=== What to work on ===
Repeat each record below exactly as given.
— BEGIN Listed entries —
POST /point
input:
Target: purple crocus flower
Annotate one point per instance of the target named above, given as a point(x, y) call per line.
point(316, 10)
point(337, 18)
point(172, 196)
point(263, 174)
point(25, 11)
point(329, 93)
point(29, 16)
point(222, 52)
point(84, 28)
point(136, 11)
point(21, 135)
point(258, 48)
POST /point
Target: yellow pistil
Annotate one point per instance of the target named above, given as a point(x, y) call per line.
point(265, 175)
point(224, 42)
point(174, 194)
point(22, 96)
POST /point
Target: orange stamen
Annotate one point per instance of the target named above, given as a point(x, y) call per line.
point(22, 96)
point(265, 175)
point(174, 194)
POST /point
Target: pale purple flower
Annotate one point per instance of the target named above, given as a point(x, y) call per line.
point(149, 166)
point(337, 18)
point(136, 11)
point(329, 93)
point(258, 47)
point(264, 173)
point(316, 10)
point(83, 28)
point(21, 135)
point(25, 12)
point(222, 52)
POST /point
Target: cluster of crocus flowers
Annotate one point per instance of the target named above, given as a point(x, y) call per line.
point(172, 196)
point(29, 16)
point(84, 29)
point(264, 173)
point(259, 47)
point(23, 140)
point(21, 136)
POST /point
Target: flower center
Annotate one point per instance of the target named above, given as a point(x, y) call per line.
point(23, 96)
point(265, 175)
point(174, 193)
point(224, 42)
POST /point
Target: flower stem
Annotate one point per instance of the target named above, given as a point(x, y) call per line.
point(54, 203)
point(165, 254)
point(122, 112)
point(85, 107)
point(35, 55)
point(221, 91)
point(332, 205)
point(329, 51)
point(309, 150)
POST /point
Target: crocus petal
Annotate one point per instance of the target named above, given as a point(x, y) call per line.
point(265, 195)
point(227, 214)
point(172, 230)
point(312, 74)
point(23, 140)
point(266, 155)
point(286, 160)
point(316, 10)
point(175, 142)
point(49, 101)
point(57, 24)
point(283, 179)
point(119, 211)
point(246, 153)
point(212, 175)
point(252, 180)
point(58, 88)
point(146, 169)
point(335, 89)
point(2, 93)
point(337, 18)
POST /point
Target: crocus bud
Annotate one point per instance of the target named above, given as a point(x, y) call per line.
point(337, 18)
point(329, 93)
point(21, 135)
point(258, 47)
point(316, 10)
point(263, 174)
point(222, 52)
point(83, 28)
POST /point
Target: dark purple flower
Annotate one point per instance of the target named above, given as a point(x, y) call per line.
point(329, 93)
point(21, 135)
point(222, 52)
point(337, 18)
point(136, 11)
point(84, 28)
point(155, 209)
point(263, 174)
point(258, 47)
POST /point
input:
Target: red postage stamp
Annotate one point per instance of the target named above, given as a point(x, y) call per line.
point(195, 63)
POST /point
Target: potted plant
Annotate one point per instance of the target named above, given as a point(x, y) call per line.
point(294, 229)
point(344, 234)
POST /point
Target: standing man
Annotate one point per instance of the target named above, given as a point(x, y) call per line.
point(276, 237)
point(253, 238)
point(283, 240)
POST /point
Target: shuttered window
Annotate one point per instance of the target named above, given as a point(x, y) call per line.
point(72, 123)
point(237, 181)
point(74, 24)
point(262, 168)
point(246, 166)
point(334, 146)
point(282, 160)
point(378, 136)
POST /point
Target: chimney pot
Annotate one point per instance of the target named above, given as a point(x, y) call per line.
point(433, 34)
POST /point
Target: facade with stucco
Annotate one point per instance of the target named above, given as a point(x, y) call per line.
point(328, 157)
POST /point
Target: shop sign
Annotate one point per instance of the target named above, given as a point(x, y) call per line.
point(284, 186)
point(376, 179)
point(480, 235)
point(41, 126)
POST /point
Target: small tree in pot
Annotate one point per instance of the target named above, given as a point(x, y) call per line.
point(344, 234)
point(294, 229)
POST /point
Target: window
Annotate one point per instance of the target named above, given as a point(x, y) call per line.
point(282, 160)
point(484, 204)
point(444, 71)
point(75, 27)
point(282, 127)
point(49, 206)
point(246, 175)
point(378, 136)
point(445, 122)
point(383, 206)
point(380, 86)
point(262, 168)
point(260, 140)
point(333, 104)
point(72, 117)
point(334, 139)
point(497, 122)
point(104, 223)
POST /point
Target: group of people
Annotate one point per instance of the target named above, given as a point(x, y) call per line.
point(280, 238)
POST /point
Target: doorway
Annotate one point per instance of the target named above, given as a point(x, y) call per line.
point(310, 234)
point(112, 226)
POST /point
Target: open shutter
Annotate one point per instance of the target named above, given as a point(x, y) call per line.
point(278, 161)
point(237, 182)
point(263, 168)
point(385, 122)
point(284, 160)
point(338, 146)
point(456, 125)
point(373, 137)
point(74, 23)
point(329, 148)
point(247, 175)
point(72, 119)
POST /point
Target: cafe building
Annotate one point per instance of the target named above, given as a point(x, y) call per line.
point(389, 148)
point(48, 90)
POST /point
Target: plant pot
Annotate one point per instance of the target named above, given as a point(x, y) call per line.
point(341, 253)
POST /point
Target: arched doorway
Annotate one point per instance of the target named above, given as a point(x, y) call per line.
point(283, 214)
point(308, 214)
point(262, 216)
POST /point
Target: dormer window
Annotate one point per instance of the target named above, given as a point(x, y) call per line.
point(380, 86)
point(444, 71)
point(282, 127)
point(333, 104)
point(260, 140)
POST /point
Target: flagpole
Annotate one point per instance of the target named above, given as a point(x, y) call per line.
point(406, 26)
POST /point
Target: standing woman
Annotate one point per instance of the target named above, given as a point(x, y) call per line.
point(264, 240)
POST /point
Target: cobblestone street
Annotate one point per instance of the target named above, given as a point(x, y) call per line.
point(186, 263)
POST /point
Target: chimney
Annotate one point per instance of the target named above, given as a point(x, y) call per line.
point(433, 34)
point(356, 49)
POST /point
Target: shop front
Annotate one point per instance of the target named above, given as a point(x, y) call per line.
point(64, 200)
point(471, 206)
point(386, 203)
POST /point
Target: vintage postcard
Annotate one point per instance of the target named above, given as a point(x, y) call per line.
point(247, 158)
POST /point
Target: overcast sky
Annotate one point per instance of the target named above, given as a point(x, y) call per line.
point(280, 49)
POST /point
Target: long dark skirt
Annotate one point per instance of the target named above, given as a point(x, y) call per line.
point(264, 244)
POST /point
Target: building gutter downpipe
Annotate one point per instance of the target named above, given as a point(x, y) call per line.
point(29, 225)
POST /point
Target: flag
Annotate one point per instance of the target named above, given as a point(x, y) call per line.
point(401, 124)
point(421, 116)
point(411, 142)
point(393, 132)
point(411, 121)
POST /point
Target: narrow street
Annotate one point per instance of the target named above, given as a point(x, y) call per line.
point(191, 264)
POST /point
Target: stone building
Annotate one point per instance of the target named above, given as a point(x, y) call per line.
— END Listed entries —
=== Result below ===
POST /point
input:
Target: purple crocus flower
Annotate one point per instance of the target named above, given as a point(x, y) call per line.
point(316, 10)
point(337, 18)
point(172, 196)
point(263, 174)
point(25, 11)
point(329, 93)
point(29, 16)
point(222, 52)
point(84, 28)
point(136, 11)
point(21, 135)
point(258, 48)
POST /point
Target: yellow pistil
Annotate one point per instance of the target named above, given as a point(x, y) call per line.
point(265, 175)
point(224, 42)
point(174, 194)
point(22, 96)
POST /point
Target: orange stamen
Annotate one point per instance of the target named above, given as a point(x, y) call per line.
point(22, 96)
point(265, 175)
point(174, 194)
POST /point
Target: pale purple flower
Annotate one point per instance of the target named above, given as a point(x, y) call per line.
point(149, 166)
point(337, 18)
point(136, 11)
point(329, 93)
point(258, 47)
point(264, 173)
point(316, 10)
point(83, 28)
point(21, 135)
point(25, 12)
point(222, 52)
POST /point
Target: cluster of crocus flowers
Annotate one point per instance of the target named above, given as a point(x, y) call per line.
point(172, 196)
point(29, 16)
point(84, 29)
point(264, 173)
point(259, 47)
point(23, 140)
point(21, 136)
POST /point
Target: flower center
Annotate one point per instance of the target named above, given as a point(x, y) call per line.
point(23, 96)
point(265, 175)
point(174, 193)
point(224, 42)
POST /point
Target: flower stem
Annotate one point per instance of the target named above, given as a point(x, y) call per line.
point(54, 203)
point(165, 254)
point(122, 112)
point(85, 107)
point(35, 55)
point(221, 91)
point(332, 205)
point(329, 51)
point(309, 150)
POST /point
Target: crocus petal
Annotate one point per instance of the target named above, given as a point(x, y) call per line.
point(265, 195)
point(227, 214)
point(172, 230)
point(312, 74)
point(23, 140)
point(266, 155)
point(286, 160)
point(316, 10)
point(175, 142)
point(49, 101)
point(57, 24)
point(283, 179)
point(119, 211)
point(246, 153)
point(212, 175)
point(252, 180)
point(58, 88)
point(146, 169)
point(335, 89)
point(2, 93)
point(337, 18)
POST /point
Target: crocus bud
Annotate one point per instance of the target named above, given as a point(x, y) call per line.
point(337, 18)
point(329, 93)
point(21, 135)
point(258, 47)
point(316, 10)
point(263, 174)
point(222, 52)
point(83, 28)
POST /point
Target: dark purple flower
Annotate one point per instance of the target named above, given as a point(x, y) call per line.
point(329, 93)
point(21, 135)
point(222, 52)
point(337, 18)
point(136, 11)
point(84, 28)
point(155, 209)
point(263, 174)
point(258, 47)
POST /point
input:
Target: red postage stamp
Annotate one point per instance of the target named above, given as a point(x, y) call per line.
point(195, 63)
POST /point
Target: potted plant
Annotate one point per instance of the target named above, given as a point(x, y) call per line.
point(294, 229)
point(344, 234)
POST /point
Target: standing man
Annotate one point per instance of the target named above, given as a point(x, y) call per line.
point(276, 237)
point(253, 238)
point(283, 240)
POST /point
Target: shuttered window
Annotate one point per instance of the target named above, given as a point(x, y) call per line.
point(72, 123)
point(237, 181)
point(74, 24)
point(262, 168)
point(246, 166)
point(334, 146)
point(282, 160)
point(378, 136)
POST /point
Target: chimney pot
Annotate one point per instance of the target named above, given as a point(x, y) call per line.
point(433, 34)
POST /point
Target: facade with stucco
Annotate one point per instance of the target named above, given as a point(x, y) call per line.
point(328, 157)
POST /point
Target: shop sign
Annotate one point per instance of the target named above, given as a point(x, y) call per line.
point(284, 186)
point(376, 179)
point(480, 235)
point(41, 126)
POST /point
Target: small tree in pot
Annotate one point per instance of the target named above, given as a point(x, y) call per line.
point(344, 234)
point(294, 229)
POST /point
Target: window
Annotate one point per instance of the target named above, given as a point(x, y) call per line.
point(282, 160)
point(484, 204)
point(444, 71)
point(75, 27)
point(282, 127)
point(49, 206)
point(246, 175)
point(378, 136)
point(445, 122)
point(383, 206)
point(380, 86)
point(262, 168)
point(260, 140)
point(333, 104)
point(72, 117)
point(334, 139)
point(497, 122)
point(104, 223)
POST /point
Target: group of people
Annotate one point per instance of the target named above, given as a point(x, y) call per line.
point(280, 238)
POST /point
Target: doorway
Annotate one point per instance of the target named above, given as a point(x, y) call per line.
point(310, 234)
point(112, 226)
POST /point
Target: open shutter
Annotate one point per instance of the target named above, given as a point(x, y) call per line.
point(278, 161)
point(237, 182)
point(263, 168)
point(385, 122)
point(284, 160)
point(338, 146)
point(456, 125)
point(373, 137)
point(74, 23)
point(329, 148)
point(247, 175)
point(72, 119)
POST /point
Target: cafe building
Annotate one point per instance of the target named above, given as a point(x, y) call per line.
point(389, 148)
point(48, 90)
POST /point
Target: plant pot
Annotate one point per instance of the target named above, given as a point(x, y) call per line.
point(341, 253)
POST /point
Target: arched doorway
Annotate one point per instance of the target named above, given as a point(x, y) call per line.
point(283, 214)
point(308, 214)
point(262, 216)
POST /point
Target: dormer window
Annotate one point per instance of the target named above, given as a point(x, y) call per line.
point(380, 86)
point(444, 71)
point(282, 127)
point(333, 104)
point(260, 140)
POST /point
Target: flagpole
Annotate one point per instance of the target named above, given as a point(x, y) call per line.
point(406, 26)
POST /point
Target: standing woman
Annotate one point per instance of the target named above, given as a point(x, y) call per line.
point(264, 240)
POST /point
Target: cobblestone street
Annotate one point per instance of the target named above, given as a point(x, y) call per line.
point(186, 263)
POST /point
Target: chimney
Annotate one point per instance of the target named above, given as a point(x, y) call per line.
point(433, 34)
point(356, 49)
POST /point
Target: shop front
Annotate one point per instance of the target named above, given as a point(x, y) call per line.
point(64, 200)
point(471, 206)
point(386, 203)
POST /point
Target: vintage postcard
Annotate one point per instance of the target named above, given as a point(x, y) call per line.
point(247, 158)
POST /point
Target: overcast sky
Annotate one point per instance of the target named above, given as a point(x, y) call per line.
point(280, 49)
POST /point
Target: long dark skirt
Annotate one point per instance of the target named above, given as a point(x, y) call per line.
point(264, 244)
POST /point
Target: building gutter downpipe
Annotate one point per instance of the target named above, given as a point(x, y) call per line.
point(29, 225)
POST /point
Target: flag
Annotate one point per instance of the target named above, given as a point(x, y) call per line.
point(401, 124)
point(421, 116)
point(411, 142)
point(393, 132)
point(411, 121)
POST /point
Target: narrow street
Annotate one point per instance of the target named above, given as a point(x, y) call per line.
point(191, 264)
POST /point
Target: stone building
Annotate one point per instance of the target named above, given as a point(x, y) call per line.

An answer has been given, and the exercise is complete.